* [TASK BRIEF]
All lines from the one containing "Might I ask you to point at the tire" to the end of the data below are to be returned exactly, both ends included, with nothing added.
--- EXTRACTED ENTRIES Enclosed Below ---
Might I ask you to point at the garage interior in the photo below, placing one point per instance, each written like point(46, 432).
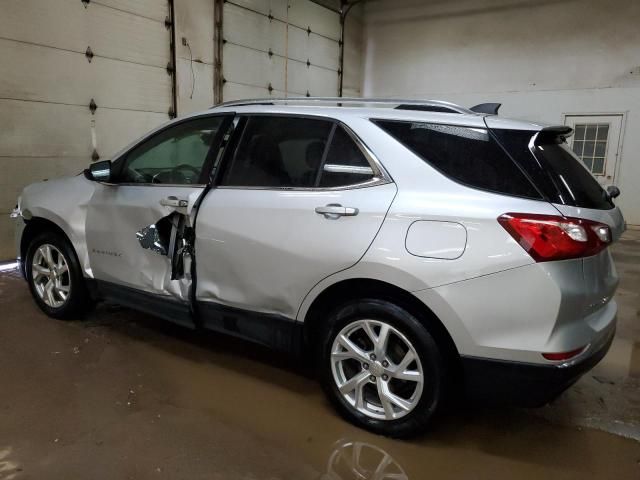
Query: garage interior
point(124, 395)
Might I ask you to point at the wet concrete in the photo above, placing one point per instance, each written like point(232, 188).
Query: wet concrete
point(124, 395)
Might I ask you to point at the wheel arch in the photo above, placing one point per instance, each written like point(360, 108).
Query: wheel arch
point(357, 288)
point(35, 226)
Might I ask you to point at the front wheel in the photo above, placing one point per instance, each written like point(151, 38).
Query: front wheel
point(382, 368)
point(55, 278)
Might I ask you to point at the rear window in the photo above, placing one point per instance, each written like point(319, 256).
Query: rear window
point(554, 169)
point(467, 155)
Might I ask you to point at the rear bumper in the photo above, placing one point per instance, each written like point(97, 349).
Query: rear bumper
point(501, 382)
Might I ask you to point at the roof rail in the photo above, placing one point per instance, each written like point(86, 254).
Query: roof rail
point(403, 104)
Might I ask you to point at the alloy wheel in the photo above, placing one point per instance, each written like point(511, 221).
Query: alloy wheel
point(376, 369)
point(50, 275)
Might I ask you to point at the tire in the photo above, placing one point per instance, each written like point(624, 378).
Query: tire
point(55, 278)
point(397, 392)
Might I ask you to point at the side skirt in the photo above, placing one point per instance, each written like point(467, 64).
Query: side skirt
point(165, 307)
point(270, 330)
--- End of Enclosed EXTRACTED ENTRIES ---
* [TASK RESPONSE]
Might I ask you to point at the tire in the photo above, placing one point per instance, each written like point(624, 378).
Query: tire
point(55, 278)
point(397, 392)
Might I ask you to point at the side skirt in the photo above, placing one point per instance, each written like point(467, 64).
Query: side skirt
point(165, 307)
point(270, 330)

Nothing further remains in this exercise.